## Selected text
During these talks about the creation of a gender-affirming care program, Dr. Laura Taylor also was onboarded. Morrison said Taylor’s hire was the silver lining of the pandemic, as it gave an opportunity to build a strong gender-affirming care program with passionate and recently onboarded physicians.

Taylor now serves as the medical director of Keck’s Gender-Affirming Care Program. She provides primary care and hormone management for transgender, nonbinary and gender-nonconforming individuals, and is experienced in affirming preventive and gynecologic screenings, mental health, sexual health and HIV prevention, among other things. 

Alongside Taylor are other physicians and healthcare experts that work together to create a robust program offering services that include hormone therapy, voice therapy, STI testing and treatment, physical therapy, mental health care, gynecologic care, gender-affirming surgical and primary care and chronic disease management.

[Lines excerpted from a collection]
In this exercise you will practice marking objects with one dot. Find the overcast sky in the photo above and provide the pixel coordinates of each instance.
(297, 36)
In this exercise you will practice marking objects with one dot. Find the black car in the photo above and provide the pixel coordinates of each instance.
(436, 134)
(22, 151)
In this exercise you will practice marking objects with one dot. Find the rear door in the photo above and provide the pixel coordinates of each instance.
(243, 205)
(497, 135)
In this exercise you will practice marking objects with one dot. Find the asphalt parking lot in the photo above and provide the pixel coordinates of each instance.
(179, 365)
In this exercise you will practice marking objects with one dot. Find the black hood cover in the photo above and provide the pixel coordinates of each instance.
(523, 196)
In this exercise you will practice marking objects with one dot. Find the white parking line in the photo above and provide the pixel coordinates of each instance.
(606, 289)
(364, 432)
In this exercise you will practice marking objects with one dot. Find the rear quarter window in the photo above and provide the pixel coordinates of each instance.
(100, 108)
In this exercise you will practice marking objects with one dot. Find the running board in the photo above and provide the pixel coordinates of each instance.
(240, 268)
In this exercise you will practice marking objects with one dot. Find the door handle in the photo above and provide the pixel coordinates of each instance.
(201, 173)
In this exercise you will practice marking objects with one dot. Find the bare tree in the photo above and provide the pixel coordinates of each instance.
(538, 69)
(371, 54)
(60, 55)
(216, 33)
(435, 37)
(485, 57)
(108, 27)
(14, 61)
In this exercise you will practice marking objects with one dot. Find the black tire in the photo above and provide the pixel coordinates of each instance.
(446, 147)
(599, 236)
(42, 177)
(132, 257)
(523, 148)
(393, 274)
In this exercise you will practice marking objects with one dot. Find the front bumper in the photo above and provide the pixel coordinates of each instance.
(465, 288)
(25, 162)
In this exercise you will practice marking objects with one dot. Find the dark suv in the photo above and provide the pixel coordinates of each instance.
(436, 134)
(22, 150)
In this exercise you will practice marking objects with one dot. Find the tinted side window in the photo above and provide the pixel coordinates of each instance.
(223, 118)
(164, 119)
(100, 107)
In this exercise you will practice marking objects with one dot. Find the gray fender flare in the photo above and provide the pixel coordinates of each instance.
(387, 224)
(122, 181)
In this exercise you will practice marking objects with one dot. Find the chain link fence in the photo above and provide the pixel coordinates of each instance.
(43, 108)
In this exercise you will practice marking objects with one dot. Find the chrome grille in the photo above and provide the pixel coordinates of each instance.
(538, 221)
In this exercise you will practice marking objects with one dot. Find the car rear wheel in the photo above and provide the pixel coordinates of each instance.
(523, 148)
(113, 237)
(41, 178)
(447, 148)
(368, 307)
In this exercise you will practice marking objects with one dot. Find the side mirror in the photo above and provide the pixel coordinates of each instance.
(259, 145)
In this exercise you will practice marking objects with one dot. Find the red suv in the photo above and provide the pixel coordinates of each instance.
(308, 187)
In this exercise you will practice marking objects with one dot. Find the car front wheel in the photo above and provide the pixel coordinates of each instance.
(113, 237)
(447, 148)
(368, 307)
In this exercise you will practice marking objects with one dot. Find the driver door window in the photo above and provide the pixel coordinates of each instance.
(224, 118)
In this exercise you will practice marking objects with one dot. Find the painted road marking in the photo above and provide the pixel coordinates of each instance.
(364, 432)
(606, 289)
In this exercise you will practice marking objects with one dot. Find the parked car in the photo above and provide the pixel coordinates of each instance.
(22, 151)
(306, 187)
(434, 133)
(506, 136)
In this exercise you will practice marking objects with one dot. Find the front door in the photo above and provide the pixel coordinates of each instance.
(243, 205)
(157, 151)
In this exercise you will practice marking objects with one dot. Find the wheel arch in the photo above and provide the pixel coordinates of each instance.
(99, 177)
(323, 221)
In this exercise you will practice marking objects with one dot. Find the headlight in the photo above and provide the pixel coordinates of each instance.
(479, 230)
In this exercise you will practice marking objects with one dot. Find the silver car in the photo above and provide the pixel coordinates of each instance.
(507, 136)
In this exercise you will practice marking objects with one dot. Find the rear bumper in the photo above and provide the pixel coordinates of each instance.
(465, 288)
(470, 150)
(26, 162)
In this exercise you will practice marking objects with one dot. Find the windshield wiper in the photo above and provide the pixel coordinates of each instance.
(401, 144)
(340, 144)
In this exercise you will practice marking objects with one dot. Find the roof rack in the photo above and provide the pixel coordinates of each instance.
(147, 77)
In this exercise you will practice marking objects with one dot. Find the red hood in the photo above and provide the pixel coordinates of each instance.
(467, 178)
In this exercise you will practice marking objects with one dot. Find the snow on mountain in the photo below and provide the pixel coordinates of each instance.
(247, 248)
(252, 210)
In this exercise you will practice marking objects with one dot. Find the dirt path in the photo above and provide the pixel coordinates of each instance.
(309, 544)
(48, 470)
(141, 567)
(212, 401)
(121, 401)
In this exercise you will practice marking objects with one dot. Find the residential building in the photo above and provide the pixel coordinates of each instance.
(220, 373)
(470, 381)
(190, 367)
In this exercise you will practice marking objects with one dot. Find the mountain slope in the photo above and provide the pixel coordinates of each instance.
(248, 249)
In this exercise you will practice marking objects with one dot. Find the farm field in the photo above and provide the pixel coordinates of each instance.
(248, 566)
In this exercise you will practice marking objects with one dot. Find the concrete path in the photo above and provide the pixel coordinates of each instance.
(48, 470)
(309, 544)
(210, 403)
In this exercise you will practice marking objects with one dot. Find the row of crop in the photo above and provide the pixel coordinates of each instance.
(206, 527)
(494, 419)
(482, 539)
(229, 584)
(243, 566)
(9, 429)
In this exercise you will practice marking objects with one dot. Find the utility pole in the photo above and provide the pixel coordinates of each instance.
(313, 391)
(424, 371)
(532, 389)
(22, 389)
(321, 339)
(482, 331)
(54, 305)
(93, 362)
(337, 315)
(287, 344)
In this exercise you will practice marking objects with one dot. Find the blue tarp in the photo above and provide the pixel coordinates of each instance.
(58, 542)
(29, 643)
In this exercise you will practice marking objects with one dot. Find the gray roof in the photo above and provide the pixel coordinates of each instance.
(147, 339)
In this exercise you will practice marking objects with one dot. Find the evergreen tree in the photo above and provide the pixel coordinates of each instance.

## Activity 1
According to the passage on Keck's gender-affirming care program, why did Morrison call Laura Taylor's hire the silver lining of the pandemic?
## Activity 2
In the passage on Keck's gender-affirming care program, what position does Laura Taylor now hold?
## Activity 3
Please proceed with the passage on Keck's gender-affirming care program, picking up after its final sentence.

## Written reply 1
Morrison said it was the silver lining because it gave an opportunity to build a strong gender-affirming care program with passionate and recently onboarded physicians.

## Written reply 2
She is the medical director of Keck's Gender-Affirming Care Program.

## Written reply 3
“[We worked] with Dr. Pinanong and really [modeled] what Student Health had already done to make sure that we were creating a warm handoff between Student Health and the Hospitals when students needed to come over for surgical care or higher level care that Student Health can’t provide,” Morrison said.

Keck Medicine and its hospitals serve patients from all over the greater Los Angeles area, whereas USC Student Health solely serves university students. (Christina Chkarboul | Daily Trojan)

Keck Medicine prides itself on its dedication to collaboration and the steps it has taken to ensure the high quality of gender affirming care, Taylor said.

“The thing that I think we’ve done is pushed for training. We’ve had a grassroots group of people who are interested in providing good care to the transgender and non-binary community and we’re working toward having more ongoing collaboration and training for all the physicians and providers involved,” Taylor said.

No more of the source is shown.